§ **INSTRUCTIONS FOR THE TASK**: Copy out all lines of the listing below that hold "blonde".

§ **DATASET**:
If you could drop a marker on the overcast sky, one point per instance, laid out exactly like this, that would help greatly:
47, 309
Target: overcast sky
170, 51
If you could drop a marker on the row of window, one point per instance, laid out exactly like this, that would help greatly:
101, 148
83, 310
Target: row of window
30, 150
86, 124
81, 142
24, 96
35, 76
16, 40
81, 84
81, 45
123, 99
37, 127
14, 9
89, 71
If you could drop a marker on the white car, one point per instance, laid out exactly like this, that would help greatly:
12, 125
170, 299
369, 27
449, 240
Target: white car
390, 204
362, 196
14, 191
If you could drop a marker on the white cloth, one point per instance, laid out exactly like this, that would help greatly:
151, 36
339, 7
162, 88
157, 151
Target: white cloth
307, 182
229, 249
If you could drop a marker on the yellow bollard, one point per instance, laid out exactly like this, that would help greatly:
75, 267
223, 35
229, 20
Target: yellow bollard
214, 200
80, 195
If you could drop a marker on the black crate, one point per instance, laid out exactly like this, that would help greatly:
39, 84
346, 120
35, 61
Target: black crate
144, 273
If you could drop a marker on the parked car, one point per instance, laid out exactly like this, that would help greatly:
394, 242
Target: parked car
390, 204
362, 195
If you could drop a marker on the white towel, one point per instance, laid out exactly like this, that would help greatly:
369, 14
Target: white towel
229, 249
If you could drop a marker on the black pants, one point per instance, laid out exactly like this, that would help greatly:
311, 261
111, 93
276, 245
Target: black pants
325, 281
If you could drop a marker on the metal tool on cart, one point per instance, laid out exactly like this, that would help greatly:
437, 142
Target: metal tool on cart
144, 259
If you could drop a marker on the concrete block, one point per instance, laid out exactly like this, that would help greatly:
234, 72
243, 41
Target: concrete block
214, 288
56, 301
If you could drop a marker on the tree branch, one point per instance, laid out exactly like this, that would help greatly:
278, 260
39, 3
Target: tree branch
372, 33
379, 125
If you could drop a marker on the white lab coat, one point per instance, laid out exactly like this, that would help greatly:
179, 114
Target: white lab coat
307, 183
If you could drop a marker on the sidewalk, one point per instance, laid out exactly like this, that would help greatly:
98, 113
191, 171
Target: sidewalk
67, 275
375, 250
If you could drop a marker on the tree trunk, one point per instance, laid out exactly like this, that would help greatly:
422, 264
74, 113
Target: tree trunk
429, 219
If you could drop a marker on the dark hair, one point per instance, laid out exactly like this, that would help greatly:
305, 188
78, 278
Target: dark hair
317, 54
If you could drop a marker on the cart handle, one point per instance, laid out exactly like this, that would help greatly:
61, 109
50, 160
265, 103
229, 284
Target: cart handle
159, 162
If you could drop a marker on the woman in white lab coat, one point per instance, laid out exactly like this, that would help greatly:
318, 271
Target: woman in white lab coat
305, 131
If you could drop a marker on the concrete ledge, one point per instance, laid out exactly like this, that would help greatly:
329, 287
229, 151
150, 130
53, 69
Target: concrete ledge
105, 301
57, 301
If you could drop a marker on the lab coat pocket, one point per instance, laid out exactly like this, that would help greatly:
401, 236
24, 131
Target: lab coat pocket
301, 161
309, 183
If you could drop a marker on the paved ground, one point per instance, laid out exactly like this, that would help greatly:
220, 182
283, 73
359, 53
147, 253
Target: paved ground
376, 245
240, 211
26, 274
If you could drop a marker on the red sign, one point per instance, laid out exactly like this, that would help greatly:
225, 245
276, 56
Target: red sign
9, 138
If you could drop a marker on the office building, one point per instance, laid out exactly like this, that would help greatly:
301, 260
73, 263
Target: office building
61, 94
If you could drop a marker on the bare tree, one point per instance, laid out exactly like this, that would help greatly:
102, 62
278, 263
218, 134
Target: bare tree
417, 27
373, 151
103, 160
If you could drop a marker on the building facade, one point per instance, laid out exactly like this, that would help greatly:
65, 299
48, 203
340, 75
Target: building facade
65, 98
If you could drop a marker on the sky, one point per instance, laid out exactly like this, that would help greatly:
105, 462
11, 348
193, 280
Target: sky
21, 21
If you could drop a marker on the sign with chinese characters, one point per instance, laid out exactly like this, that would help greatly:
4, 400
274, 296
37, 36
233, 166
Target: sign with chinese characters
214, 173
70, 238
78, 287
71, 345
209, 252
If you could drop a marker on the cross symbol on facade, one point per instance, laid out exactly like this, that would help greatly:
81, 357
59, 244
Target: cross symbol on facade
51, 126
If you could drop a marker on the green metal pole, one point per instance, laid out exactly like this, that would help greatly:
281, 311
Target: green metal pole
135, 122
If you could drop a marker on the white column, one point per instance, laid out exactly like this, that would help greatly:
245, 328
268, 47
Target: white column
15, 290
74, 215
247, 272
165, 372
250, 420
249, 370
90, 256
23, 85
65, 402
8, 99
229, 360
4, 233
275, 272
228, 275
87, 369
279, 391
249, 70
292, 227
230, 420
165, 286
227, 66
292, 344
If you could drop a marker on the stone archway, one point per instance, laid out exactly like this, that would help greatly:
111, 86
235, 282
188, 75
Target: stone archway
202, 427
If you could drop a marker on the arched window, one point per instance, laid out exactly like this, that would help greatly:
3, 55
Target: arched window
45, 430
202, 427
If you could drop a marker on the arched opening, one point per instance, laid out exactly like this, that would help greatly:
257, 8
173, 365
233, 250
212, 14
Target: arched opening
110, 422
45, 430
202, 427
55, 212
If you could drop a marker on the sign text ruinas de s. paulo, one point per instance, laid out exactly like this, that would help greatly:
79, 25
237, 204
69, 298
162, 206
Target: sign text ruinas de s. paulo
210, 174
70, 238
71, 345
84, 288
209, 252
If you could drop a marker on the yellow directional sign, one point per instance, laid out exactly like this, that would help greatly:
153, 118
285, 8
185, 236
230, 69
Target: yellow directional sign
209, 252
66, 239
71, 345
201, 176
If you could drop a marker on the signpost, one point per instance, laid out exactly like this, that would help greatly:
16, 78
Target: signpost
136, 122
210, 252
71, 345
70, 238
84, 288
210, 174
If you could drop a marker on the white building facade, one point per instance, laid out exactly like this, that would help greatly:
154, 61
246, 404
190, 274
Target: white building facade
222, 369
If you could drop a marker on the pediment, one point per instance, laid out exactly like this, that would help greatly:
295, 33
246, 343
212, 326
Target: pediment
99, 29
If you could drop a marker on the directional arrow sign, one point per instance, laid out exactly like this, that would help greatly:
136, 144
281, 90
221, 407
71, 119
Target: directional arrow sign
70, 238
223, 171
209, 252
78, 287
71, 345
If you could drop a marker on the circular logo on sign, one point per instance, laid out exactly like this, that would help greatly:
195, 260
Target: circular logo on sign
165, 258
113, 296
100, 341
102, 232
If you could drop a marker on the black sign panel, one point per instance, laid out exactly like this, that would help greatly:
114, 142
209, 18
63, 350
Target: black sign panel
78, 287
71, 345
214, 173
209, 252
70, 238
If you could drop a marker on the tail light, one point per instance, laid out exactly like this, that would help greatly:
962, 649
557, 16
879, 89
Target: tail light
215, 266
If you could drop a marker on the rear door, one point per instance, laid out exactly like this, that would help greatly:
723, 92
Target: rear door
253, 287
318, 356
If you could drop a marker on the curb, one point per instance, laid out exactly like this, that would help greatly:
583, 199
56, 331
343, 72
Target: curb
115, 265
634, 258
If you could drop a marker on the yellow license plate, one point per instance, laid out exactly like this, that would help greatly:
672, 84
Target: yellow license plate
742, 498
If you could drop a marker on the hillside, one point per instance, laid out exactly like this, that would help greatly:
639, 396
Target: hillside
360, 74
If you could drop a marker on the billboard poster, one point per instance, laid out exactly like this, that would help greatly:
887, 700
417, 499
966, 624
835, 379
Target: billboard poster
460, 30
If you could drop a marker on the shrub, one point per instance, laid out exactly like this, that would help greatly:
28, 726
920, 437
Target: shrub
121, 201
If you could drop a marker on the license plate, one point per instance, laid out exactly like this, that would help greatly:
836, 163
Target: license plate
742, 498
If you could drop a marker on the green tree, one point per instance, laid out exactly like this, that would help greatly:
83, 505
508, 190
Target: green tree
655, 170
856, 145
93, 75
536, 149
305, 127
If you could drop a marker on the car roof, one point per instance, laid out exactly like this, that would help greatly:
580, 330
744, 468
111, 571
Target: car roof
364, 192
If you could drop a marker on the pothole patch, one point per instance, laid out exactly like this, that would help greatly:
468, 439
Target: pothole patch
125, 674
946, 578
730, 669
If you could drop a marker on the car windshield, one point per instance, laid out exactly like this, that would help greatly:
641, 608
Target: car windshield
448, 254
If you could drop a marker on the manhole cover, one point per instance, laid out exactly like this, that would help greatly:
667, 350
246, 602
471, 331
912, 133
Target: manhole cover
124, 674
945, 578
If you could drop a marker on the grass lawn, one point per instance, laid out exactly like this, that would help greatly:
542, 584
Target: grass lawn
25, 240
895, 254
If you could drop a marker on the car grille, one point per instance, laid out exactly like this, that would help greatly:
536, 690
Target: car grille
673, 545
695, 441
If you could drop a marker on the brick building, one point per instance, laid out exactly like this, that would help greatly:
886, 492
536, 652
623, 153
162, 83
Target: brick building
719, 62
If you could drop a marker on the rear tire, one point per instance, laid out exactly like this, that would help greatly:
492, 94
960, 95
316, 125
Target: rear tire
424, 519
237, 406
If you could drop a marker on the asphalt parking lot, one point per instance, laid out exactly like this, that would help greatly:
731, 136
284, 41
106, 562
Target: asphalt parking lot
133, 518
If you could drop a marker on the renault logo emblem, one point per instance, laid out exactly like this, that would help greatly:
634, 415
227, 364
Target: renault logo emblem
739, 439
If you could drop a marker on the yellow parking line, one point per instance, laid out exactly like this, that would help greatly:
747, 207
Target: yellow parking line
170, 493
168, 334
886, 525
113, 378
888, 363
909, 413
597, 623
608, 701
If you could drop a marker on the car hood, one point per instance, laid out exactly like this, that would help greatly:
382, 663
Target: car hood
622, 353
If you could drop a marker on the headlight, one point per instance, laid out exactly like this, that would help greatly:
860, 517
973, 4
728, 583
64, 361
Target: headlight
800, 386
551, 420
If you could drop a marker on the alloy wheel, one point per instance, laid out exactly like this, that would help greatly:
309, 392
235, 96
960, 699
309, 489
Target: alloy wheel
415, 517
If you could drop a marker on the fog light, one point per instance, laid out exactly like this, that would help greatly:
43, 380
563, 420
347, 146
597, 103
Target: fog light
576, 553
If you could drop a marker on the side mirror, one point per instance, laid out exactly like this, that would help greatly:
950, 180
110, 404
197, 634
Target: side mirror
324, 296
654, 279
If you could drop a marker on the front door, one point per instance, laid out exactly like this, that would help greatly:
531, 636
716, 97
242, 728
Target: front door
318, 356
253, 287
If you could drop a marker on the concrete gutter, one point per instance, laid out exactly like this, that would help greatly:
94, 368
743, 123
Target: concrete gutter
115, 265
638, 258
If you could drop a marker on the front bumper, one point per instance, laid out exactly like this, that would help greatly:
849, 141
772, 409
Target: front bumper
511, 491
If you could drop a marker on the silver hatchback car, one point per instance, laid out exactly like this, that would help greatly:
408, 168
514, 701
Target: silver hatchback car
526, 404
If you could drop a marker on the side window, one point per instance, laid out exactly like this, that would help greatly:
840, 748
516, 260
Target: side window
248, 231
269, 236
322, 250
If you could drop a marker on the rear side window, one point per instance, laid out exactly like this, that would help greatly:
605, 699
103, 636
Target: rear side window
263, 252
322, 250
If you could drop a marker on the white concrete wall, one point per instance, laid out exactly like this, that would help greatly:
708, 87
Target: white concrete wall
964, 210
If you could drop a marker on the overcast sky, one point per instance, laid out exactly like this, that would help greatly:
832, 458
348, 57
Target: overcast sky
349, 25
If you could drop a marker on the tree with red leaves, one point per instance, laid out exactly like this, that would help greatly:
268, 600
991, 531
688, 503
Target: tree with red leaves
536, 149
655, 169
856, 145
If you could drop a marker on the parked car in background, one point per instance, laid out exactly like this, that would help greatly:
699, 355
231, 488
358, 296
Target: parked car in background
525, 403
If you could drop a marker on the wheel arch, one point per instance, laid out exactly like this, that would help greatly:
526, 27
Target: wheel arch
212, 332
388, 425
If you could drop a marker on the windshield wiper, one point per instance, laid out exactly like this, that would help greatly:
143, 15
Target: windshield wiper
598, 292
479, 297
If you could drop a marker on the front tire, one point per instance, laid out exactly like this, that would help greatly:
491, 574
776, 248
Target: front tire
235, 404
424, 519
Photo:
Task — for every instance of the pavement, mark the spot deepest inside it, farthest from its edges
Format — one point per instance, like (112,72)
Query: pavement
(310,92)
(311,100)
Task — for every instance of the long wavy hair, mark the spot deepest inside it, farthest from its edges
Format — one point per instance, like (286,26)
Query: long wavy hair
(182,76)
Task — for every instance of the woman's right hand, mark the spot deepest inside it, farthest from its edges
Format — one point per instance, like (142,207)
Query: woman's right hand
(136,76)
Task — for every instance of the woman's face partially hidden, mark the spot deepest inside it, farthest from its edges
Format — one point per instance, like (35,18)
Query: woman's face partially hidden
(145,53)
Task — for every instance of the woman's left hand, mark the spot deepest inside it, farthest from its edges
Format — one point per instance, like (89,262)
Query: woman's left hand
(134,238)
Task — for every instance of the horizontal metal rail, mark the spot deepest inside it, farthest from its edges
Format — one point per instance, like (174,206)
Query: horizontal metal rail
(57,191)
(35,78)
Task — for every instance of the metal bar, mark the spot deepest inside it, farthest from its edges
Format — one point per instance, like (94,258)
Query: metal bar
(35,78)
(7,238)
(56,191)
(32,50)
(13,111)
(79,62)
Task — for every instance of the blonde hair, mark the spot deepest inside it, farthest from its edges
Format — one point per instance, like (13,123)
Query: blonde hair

§ **PROBLEM SOLUTION**:
Task — for every instance of the blonde hair, mark the spot deepest inside it, farthest from its edges
Query: blonde hair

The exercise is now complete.